Stated goal: Your task is to write out exactly the lines from the line containing "Thanks for the photo. Could you please mark the grooming" through the end of the records, inclusive at both ends.

Records of labeled points:
** begin **

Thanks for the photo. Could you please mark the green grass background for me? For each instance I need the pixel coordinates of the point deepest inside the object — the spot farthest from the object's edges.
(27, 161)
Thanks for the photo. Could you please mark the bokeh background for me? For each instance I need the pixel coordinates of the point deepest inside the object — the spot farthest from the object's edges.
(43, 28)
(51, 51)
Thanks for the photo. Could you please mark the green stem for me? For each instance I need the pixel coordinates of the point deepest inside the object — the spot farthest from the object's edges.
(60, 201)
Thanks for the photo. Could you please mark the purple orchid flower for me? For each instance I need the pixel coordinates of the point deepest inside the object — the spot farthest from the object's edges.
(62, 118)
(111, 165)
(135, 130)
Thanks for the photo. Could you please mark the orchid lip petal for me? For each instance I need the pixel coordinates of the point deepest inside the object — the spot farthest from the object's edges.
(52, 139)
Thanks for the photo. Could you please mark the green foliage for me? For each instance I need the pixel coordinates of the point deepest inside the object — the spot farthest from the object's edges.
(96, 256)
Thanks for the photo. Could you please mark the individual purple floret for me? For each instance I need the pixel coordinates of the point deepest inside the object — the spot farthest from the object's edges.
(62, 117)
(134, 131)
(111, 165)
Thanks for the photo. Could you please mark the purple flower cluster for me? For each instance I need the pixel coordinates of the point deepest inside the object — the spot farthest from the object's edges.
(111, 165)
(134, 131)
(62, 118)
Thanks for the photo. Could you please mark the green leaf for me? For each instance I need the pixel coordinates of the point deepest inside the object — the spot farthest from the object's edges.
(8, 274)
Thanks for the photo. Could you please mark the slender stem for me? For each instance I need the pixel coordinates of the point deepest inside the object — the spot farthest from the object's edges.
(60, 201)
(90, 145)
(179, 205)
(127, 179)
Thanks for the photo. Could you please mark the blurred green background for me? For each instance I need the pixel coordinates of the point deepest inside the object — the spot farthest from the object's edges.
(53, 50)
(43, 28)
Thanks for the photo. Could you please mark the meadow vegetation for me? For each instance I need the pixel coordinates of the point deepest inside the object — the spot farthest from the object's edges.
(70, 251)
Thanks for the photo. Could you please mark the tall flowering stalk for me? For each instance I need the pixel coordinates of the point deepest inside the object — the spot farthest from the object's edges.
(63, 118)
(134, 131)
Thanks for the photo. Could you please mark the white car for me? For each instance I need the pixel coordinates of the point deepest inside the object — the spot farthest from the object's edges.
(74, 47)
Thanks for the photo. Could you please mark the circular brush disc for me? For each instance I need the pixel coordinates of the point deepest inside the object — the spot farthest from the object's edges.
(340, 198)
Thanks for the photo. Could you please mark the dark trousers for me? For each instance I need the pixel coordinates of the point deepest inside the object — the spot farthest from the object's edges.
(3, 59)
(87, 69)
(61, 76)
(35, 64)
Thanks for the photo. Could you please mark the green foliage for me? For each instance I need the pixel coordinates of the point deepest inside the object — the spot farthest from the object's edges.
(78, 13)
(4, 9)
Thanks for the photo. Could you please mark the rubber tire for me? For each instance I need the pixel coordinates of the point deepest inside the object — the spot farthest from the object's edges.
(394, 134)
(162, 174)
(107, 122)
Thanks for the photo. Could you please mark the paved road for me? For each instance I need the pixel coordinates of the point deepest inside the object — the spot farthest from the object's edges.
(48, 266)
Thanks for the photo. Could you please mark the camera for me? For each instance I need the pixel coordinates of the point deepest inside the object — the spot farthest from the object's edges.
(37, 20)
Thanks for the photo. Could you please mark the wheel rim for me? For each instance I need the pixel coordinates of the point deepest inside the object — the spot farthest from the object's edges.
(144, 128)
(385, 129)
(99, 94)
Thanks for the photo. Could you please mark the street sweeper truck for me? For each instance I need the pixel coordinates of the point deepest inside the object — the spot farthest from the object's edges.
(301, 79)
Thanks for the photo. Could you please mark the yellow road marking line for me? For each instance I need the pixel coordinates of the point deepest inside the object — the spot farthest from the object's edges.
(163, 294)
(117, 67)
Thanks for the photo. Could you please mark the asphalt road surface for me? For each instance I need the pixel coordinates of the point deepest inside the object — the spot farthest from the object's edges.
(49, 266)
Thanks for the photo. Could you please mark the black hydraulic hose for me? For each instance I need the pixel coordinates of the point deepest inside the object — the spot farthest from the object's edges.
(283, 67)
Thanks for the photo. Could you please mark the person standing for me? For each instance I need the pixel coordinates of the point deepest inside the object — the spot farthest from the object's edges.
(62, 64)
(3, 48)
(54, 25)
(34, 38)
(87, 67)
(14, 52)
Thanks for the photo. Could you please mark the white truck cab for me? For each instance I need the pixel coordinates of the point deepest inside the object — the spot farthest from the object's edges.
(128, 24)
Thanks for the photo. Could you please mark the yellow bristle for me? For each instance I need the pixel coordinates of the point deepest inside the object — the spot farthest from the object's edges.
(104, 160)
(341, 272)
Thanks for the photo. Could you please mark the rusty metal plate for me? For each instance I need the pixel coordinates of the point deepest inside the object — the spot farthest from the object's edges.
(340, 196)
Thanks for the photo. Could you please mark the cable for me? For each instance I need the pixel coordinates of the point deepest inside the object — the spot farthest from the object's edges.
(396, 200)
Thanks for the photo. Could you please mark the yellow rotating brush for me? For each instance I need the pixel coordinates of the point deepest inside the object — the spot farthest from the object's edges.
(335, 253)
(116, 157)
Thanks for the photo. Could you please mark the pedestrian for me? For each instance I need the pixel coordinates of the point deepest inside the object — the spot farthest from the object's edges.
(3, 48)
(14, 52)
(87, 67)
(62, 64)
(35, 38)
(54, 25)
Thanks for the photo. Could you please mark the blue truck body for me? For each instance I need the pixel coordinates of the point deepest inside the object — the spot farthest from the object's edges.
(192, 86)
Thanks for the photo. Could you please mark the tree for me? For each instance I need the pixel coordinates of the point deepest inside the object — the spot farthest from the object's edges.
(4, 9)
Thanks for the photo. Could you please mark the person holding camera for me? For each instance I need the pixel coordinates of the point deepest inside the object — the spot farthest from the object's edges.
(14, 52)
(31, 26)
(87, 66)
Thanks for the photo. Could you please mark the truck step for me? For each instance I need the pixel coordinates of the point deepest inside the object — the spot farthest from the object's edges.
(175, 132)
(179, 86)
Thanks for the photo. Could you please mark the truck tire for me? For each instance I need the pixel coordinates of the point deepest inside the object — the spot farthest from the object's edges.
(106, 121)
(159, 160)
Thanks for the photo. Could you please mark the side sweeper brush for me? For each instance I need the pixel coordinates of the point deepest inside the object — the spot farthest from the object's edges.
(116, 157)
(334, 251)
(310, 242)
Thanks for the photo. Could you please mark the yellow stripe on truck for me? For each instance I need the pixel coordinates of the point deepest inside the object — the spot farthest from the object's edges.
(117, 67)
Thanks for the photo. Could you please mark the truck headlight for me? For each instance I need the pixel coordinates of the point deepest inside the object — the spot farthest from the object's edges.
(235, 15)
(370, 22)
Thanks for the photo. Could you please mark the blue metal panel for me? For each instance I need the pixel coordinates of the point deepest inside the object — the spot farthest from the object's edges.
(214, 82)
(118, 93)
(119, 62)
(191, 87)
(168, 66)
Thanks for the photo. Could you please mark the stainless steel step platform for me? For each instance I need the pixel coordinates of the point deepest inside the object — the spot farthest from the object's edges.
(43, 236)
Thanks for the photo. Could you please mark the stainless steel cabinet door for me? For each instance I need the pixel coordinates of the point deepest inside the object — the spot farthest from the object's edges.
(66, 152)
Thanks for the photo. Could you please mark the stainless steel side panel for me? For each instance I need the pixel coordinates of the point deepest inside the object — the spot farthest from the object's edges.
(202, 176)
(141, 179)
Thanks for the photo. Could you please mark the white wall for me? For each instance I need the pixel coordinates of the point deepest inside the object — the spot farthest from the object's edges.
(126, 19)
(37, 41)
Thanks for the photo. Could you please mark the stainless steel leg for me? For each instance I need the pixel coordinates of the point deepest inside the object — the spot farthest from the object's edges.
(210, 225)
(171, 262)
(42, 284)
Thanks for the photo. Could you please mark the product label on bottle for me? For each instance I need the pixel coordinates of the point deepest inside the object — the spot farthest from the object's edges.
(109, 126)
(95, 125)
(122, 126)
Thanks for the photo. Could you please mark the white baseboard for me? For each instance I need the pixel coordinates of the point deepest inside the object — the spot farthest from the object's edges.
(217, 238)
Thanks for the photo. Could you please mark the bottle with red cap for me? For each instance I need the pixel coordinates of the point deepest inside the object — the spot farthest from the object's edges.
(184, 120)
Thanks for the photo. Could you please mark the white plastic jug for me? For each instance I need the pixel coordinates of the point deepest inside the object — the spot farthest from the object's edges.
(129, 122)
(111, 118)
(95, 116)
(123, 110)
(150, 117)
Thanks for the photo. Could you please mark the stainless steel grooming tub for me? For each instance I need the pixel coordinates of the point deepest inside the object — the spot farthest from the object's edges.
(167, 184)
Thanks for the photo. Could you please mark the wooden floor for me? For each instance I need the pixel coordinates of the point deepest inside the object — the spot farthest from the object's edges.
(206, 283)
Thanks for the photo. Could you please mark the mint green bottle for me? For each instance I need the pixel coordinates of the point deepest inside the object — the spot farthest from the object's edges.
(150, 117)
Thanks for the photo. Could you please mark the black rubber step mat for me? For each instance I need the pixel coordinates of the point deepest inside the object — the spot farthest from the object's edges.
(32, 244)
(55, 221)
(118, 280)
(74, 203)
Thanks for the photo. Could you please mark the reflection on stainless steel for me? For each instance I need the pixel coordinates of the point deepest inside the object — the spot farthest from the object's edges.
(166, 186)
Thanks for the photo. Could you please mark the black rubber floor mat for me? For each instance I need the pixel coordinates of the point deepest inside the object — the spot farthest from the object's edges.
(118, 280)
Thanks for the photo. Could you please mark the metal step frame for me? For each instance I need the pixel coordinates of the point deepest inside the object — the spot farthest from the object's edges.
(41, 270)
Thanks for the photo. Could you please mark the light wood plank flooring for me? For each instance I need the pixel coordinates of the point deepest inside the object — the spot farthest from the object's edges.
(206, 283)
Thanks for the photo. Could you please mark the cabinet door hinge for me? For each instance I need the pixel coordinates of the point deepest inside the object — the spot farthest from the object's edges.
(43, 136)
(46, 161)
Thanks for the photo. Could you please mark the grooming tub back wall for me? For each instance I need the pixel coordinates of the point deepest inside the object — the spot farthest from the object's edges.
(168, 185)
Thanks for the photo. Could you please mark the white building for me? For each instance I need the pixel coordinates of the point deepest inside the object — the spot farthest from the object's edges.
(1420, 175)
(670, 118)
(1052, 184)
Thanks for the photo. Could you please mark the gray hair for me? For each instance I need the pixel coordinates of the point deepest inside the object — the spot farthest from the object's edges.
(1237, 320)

** end **

Full output:
Thanks for the photo. Could you please mark the grooming tub back wall for me? For each instance I need the pixel coordinates of the point deepest inside the object — the spot farthest from the object's edges.
(168, 185)
Thanks for the photo. Could you please mark the white building for me? For each instance I need the pixel coordinates of the point deepest inside the object — the spot farthest from the object's edges.
(1420, 175)
(670, 118)
(1052, 184)
Thanks for the photo. Could you please mark the gray hair for me? For each instance I need the pixel coordinates of the point deepest inside the object — the spot farthest from the object's edges.
(1237, 320)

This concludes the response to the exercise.